Required work
Go through the entries below and copy each line that holds the word "foreground".

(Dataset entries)
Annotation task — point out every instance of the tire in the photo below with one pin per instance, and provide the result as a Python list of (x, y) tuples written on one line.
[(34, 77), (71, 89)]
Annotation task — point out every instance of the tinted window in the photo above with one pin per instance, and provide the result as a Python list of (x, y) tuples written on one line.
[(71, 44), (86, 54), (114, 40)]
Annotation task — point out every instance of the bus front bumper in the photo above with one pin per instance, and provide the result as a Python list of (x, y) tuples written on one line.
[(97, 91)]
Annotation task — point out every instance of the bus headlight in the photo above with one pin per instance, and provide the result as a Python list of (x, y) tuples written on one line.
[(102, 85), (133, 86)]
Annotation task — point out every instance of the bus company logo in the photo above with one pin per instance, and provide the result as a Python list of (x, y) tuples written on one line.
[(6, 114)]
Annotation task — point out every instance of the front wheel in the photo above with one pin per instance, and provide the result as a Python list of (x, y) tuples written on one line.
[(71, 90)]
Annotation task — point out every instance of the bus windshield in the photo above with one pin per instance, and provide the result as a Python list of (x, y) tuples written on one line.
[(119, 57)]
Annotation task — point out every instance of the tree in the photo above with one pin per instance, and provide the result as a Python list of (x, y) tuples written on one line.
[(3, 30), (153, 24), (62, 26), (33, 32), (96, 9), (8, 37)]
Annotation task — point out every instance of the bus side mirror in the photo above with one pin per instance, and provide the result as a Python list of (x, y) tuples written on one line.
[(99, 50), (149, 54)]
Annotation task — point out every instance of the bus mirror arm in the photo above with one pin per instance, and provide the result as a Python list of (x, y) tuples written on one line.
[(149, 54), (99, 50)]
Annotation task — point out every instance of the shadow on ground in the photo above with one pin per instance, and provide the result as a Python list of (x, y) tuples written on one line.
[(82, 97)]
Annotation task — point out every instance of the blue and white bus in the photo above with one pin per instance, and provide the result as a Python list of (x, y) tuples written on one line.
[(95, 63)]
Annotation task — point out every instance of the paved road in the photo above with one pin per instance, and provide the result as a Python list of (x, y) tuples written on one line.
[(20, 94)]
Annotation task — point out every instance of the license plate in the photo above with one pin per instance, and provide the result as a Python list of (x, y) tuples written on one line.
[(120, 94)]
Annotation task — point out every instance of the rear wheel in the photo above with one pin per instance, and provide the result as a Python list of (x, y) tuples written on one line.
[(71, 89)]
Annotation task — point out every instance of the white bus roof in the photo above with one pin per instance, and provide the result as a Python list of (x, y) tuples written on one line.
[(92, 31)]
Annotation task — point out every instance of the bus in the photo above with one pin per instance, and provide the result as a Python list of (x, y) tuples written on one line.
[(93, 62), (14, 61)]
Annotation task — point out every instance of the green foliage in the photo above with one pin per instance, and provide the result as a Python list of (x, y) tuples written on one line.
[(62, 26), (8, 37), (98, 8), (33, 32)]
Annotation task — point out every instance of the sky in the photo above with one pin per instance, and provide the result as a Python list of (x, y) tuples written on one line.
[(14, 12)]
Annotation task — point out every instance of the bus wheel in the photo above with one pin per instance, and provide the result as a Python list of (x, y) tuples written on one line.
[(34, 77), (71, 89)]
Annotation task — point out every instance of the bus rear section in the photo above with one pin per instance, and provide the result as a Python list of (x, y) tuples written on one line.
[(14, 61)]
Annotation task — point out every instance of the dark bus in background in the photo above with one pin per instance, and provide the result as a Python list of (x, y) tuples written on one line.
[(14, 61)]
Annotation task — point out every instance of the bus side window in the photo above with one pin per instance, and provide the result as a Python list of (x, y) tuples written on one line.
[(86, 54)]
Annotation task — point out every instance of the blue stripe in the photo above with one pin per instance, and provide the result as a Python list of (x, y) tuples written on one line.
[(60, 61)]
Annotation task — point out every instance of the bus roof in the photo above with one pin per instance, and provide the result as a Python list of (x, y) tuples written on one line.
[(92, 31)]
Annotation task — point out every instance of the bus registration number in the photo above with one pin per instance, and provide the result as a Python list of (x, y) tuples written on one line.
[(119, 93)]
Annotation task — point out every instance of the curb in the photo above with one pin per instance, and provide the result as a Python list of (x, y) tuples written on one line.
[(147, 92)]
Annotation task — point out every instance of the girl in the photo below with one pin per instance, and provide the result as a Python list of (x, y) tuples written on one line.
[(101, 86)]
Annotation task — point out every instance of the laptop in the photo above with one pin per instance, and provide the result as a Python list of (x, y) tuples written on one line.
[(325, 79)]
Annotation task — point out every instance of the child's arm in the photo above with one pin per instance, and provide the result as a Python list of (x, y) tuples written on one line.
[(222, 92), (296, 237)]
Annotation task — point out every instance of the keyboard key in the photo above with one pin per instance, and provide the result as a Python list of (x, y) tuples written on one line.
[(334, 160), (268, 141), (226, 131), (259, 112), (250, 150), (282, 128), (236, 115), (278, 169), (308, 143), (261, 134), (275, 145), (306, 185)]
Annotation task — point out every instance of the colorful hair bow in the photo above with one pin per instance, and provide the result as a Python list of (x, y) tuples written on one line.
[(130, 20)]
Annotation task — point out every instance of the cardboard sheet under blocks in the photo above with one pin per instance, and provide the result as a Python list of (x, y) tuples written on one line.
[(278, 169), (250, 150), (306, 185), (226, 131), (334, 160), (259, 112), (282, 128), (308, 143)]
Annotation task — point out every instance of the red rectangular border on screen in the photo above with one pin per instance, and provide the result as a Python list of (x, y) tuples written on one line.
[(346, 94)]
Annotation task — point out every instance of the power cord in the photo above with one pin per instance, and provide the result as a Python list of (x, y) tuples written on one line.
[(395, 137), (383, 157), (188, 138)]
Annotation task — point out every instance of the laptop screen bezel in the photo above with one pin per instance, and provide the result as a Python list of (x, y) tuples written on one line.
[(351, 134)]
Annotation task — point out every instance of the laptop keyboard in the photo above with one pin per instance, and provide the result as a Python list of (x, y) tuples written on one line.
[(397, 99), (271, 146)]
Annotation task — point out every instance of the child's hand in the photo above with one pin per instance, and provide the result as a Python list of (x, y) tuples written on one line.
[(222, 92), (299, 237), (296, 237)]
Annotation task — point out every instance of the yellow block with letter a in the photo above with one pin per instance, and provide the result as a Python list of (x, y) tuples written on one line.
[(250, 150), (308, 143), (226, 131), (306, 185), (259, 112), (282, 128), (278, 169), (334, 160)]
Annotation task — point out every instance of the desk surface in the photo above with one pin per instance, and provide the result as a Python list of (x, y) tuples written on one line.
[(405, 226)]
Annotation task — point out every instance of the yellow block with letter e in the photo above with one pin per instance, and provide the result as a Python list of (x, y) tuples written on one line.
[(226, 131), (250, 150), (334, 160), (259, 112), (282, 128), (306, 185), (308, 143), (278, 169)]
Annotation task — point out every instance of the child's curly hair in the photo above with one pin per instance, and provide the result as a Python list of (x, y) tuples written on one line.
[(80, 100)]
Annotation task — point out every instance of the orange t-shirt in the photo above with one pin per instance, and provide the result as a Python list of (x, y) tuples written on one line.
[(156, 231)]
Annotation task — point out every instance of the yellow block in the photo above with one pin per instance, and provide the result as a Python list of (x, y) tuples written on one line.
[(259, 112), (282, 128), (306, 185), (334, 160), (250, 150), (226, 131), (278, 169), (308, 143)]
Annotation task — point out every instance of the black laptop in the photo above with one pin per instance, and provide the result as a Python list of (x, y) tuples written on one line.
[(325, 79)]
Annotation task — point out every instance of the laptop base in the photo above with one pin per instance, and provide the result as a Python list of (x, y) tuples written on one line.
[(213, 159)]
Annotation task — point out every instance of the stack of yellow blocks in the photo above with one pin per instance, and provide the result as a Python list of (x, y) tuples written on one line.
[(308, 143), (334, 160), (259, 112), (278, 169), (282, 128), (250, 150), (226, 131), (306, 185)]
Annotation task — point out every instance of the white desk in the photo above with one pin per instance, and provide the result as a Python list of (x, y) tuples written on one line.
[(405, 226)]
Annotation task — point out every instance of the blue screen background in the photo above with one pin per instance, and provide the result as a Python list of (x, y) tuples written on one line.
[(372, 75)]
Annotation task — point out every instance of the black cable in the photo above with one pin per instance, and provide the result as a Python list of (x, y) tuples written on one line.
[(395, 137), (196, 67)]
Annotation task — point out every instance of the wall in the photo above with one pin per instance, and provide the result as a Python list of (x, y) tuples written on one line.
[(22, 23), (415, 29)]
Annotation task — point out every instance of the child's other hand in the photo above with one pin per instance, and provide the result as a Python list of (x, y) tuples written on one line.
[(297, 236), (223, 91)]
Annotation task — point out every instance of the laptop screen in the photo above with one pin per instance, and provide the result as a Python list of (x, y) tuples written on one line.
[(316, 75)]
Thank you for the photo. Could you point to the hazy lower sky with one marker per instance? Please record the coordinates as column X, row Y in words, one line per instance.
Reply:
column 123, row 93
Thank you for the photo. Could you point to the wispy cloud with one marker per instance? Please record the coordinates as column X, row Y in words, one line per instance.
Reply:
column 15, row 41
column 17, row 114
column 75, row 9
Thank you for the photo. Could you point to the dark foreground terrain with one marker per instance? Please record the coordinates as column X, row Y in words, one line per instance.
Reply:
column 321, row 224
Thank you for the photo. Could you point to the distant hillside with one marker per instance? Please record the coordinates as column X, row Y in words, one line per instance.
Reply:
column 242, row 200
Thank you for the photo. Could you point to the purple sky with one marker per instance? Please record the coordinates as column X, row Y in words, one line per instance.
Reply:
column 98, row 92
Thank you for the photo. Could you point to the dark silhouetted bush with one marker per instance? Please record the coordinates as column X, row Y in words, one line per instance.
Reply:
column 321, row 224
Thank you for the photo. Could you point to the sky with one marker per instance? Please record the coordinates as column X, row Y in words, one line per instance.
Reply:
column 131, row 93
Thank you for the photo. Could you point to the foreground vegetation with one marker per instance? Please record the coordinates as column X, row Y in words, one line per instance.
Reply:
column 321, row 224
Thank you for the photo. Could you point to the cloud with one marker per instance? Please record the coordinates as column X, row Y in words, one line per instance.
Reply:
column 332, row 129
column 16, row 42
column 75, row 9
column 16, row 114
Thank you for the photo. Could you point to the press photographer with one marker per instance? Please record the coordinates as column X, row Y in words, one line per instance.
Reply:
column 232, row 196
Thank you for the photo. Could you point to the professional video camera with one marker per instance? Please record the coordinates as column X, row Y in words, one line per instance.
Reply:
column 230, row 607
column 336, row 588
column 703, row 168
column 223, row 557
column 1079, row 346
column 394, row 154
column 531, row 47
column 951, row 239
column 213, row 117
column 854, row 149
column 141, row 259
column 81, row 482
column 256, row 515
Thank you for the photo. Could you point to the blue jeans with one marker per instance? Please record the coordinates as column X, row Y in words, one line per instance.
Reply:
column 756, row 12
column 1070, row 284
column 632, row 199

Answer space
Thank you for the photo. Could you point to the dark foreground terrain with one marker per instance? Please record the coordinates as column X, row Y in words, one line per instance.
Thank you for the photo. Could you point to the foreground vegetation with one marker per instance? Please record the coordinates as column X, row Y in words, one line per instance.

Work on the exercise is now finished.